▶ [The records]

::::::::::

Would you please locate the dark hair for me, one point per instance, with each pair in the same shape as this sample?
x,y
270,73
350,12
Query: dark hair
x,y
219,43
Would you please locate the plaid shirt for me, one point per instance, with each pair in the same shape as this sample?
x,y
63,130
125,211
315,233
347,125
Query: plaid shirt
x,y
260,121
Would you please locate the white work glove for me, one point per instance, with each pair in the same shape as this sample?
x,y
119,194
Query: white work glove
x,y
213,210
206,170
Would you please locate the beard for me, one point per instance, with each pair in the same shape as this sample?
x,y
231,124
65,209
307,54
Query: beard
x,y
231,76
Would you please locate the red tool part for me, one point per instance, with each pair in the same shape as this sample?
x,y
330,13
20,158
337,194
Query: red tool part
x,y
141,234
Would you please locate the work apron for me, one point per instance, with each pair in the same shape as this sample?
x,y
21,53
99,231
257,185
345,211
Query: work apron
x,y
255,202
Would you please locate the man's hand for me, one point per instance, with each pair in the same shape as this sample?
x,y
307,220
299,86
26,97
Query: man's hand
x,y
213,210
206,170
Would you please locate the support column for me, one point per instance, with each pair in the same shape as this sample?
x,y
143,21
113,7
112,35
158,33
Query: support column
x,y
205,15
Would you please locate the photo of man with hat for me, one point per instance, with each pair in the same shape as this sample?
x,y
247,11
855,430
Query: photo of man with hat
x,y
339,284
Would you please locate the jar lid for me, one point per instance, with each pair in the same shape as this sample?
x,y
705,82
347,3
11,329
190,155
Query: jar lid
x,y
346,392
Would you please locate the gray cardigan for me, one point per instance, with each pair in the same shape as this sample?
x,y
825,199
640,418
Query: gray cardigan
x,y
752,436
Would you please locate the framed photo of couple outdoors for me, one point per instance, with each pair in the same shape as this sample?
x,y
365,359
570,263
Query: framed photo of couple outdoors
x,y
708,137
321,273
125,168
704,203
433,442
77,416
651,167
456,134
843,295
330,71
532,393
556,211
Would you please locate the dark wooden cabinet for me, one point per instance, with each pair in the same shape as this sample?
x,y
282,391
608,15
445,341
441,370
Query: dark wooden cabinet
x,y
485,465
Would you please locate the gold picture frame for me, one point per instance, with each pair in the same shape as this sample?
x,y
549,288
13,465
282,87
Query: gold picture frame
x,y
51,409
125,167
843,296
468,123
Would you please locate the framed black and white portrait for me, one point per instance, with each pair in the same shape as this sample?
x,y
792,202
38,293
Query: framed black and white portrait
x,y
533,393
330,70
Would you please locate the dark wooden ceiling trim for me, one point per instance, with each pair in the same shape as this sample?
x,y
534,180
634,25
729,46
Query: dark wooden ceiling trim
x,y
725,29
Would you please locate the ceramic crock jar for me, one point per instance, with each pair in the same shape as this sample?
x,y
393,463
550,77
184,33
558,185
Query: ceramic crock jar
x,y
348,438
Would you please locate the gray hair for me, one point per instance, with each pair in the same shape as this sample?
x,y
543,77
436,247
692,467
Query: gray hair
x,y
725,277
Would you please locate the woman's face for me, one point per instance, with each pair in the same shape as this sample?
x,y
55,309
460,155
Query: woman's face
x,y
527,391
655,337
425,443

::::::::::

▶ [What to produce]
From the data above, extract every line in its exact form.

▶ [Answer to this exercise]
Would you please locate the dark hair for me, one point per instance, with each pair in the same shape as this sample?
x,y
270,73
350,12
Query: dark hair
x,y
219,43
Would you please locate the plaid shirt for me, one point per instance, with each pair in the same shape as this sample?
x,y
63,130
125,211
315,233
347,125
Query: plaid shirt
x,y
260,121
Would you please locate the white work glove for me, one point per instance, with each pair in the same shape as this sample?
x,y
119,194
Query: white work glove
x,y
213,210
206,170
Would you please locate the beard for me, one point per instance, with each pair in the same shape as this sample?
x,y
231,124
65,209
307,54
Query: beard
x,y
231,76
Would you please locate the red tool part for me, one point per instance, with each pair in the same shape as this sample?
x,y
330,13
20,158
337,194
Query: red tool part
x,y
141,234
Would you please locate the work apron for me, one point per instance, with each pair in the same shape as this sample?
x,y
21,53
99,231
257,185
345,211
Query: work apron
x,y
255,202
Would you please locate the man's hand for me, one point per instance, with each pair in the same shape as this sample?
x,y
307,220
299,86
26,97
Query: man's hand
x,y
213,210
206,170
Would you please locate the support column for me, one point per instance, with each pair in the same shape as this sample?
x,y
143,21
113,7
112,35
158,33
Query: support column
x,y
205,15
Would you please locate the photo of man with hat for me, one point per instance, with each pair in the same shape as this sample?
x,y
247,11
855,430
Query: photo of man with hat
x,y
339,284
Would you please locate the jar lid for me, one point per instance, with each pair in the same shape as this sample?
x,y
705,82
347,3
11,329
190,155
Query: jar lid
x,y
346,392
Would you please locate the gray cardigan for me, one point per instance, with each pair in the same shape as this sample?
x,y
825,199
640,418
Query: gray cardigan
x,y
752,436
Would you please locate the framed photo of couple outdoors for me, one point per instance, with each pair in the same shape as this sample?
x,y
365,359
570,263
Query: framed photo of couple outdoors
x,y
708,137
321,273
125,168
704,203
433,442
77,416
651,167
456,134
843,295
330,71
532,393
556,211
Would you please locate the dark wooden cabinet for me, one point per instance, with each pair in the same shape as this sample?
x,y
282,391
608,15
445,341
441,370
Query: dark wooden cabinet
x,y
485,465
Would you please locate the gold picture frame for me, one point per instance, with each pair in the same shape as this sample?
x,y
549,288
13,465
282,87
Query: gold picture frame
x,y
51,409
125,167
843,296
468,123
Would you please locate the framed black and white portrait for me, one point per instance, with each pair in the same shape as this sample?
x,y
792,202
38,293
Query: framed black and white portrait
x,y
533,393
330,70
Would you please locate the dark wooden ceiling trim for me, one point per instance, with each pair in the same shape as this sample?
x,y
534,180
634,25
729,46
Query: dark wooden ceiling trim
x,y
725,29
Would you please locate the ceramic crock jar for me, one point per instance, with each pair in the same shape as this sample?
x,y
393,463
550,77
184,33
558,185
Query: ceramic crock jar
x,y
348,438
Would you please locate the gray hair for me, one point per instance, with each pair in the same shape as this sample?
x,y
543,77
436,247
692,467
Query: gray hair
x,y
725,277
Would you please locate the woman's face for me, one point per instance, with each pair in the same shape as this sample?
x,y
55,309
460,155
Query: woman's face
x,y
527,391
655,337
425,443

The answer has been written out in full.